TASK BRIEF =>
Identify all lines in the listing that include the word "rough", and copy them out.

RECORDS FOR THIS TASK =>
Start of Block
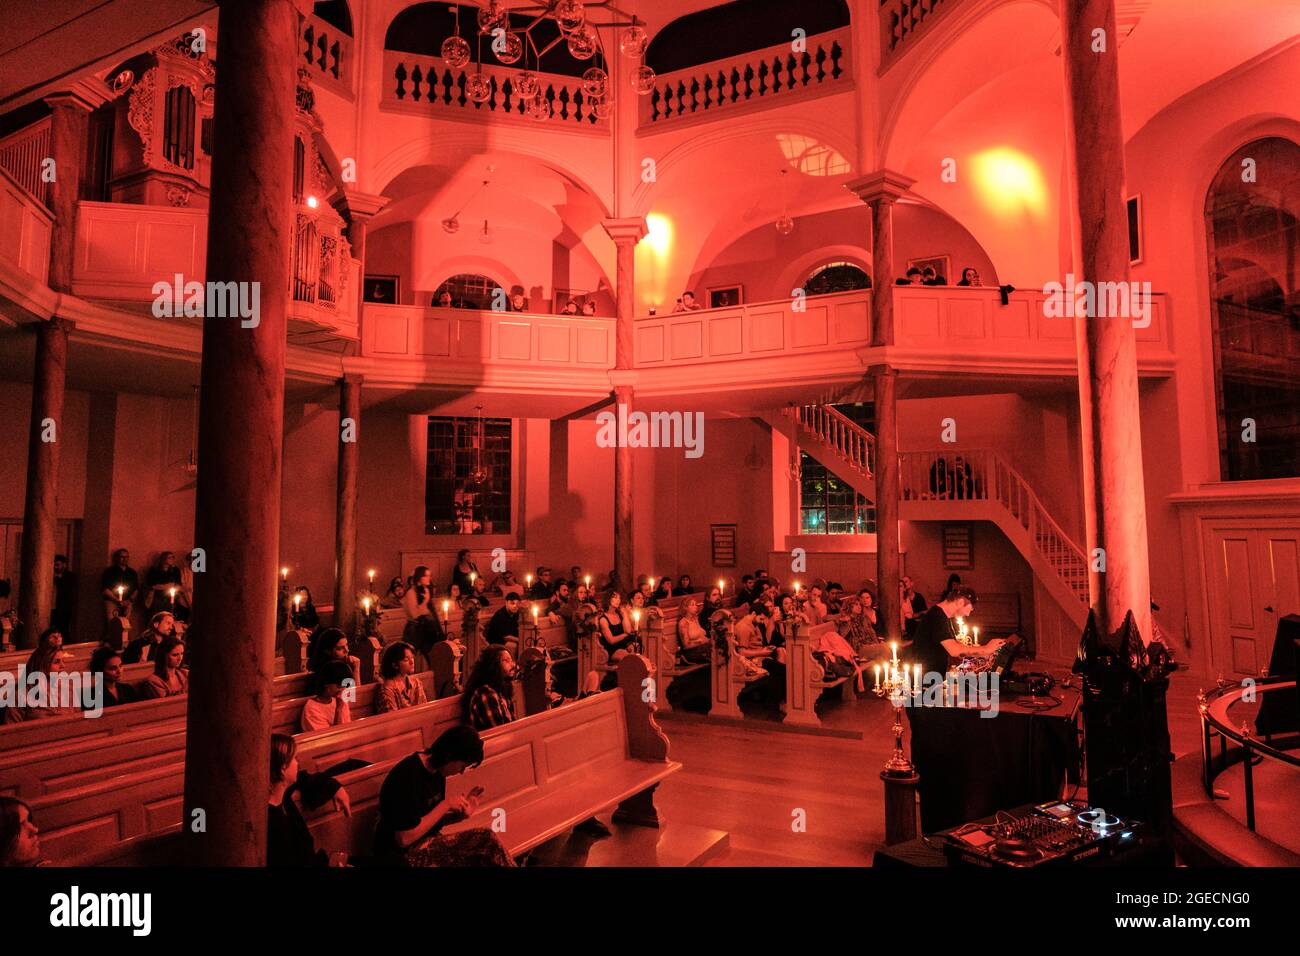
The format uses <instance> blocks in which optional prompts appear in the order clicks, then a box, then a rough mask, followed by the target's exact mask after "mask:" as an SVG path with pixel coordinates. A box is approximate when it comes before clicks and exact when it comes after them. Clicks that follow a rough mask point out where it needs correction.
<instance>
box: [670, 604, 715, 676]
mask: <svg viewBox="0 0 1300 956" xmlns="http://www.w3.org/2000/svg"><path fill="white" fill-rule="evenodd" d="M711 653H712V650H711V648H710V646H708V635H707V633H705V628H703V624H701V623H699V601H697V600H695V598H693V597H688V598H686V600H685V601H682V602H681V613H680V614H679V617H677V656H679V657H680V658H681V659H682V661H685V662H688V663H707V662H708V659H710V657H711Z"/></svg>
End of Block
Start of Block
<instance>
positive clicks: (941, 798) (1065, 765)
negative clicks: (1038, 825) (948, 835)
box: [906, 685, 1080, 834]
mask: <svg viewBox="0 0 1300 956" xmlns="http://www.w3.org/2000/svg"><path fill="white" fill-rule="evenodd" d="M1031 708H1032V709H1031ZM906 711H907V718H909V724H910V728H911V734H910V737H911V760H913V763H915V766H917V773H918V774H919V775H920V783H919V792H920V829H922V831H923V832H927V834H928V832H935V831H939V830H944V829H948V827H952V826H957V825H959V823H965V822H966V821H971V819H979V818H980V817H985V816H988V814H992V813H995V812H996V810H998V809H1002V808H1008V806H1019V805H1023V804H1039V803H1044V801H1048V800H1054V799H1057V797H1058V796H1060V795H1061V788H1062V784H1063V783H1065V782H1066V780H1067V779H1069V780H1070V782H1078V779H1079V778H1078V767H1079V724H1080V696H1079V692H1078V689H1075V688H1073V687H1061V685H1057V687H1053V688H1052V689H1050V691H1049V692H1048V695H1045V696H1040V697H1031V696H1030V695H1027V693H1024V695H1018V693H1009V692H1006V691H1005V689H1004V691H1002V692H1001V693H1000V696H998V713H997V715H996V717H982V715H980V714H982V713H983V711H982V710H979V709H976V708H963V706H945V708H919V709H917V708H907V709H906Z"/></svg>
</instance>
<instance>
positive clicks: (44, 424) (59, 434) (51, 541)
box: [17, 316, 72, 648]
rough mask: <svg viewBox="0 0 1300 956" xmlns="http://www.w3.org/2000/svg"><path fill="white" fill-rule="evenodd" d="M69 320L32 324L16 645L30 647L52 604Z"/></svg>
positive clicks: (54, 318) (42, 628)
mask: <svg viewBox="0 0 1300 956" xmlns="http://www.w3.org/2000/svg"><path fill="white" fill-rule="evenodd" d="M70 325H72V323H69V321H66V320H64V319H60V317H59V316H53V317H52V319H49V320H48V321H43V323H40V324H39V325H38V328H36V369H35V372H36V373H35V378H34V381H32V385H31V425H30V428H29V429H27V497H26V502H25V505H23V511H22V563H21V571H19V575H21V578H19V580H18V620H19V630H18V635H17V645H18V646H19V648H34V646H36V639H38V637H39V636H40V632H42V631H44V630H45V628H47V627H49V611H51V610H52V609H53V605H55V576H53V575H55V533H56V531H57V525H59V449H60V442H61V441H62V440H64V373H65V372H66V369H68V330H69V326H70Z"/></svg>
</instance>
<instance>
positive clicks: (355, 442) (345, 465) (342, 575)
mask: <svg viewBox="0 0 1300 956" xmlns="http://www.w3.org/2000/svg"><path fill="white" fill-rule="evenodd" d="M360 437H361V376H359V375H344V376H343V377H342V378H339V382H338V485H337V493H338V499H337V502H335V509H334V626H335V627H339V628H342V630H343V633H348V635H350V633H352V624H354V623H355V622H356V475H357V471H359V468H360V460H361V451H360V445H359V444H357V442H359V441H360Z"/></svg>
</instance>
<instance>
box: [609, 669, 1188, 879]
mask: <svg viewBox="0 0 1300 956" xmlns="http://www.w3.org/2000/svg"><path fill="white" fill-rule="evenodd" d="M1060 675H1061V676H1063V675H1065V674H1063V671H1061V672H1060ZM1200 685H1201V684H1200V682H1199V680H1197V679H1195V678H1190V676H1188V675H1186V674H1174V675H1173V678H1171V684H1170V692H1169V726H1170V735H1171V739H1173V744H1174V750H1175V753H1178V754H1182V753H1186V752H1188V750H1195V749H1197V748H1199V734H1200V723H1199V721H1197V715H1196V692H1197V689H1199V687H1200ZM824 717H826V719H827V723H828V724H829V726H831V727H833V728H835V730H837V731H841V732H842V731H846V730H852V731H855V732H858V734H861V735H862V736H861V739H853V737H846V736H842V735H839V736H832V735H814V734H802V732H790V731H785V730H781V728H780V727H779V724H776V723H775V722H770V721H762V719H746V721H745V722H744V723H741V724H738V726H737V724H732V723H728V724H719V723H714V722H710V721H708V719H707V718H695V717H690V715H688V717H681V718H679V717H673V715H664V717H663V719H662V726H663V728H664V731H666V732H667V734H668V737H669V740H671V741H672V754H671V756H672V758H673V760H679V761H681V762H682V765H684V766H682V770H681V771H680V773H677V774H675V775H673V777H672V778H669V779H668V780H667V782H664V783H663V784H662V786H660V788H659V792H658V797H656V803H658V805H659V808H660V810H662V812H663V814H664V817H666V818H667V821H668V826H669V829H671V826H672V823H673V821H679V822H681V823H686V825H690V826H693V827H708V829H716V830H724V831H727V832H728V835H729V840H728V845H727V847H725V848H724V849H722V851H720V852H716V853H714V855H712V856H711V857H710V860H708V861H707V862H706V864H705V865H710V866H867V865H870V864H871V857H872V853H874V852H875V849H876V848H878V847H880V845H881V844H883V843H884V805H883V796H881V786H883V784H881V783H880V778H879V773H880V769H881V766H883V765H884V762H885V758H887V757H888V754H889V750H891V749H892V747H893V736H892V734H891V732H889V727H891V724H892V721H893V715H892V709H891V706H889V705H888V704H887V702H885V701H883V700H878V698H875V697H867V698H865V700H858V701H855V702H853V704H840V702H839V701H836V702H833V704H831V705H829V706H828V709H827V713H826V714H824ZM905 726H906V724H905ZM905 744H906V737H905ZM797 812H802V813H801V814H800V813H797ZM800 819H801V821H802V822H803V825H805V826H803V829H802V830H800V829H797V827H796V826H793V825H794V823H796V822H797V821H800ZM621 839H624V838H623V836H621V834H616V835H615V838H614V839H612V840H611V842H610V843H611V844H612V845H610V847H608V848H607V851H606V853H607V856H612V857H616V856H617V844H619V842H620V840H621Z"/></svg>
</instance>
End of Block
TASK SOLUTION =>
The format uses <instance> blocks in which optional prompts appear in the order clicks, then a box, then a rough mask, followed by the target's exact mask after "mask:" as an SVG path with pixel coordinates. A box is approximate when it comes before clicks and exact when it comes after them. Clicks that follow a rough mask point out where it needs correction.
rough mask: <svg viewBox="0 0 1300 956" xmlns="http://www.w3.org/2000/svg"><path fill="white" fill-rule="evenodd" d="M69 320L32 324L16 645L30 647L52 604Z"/></svg>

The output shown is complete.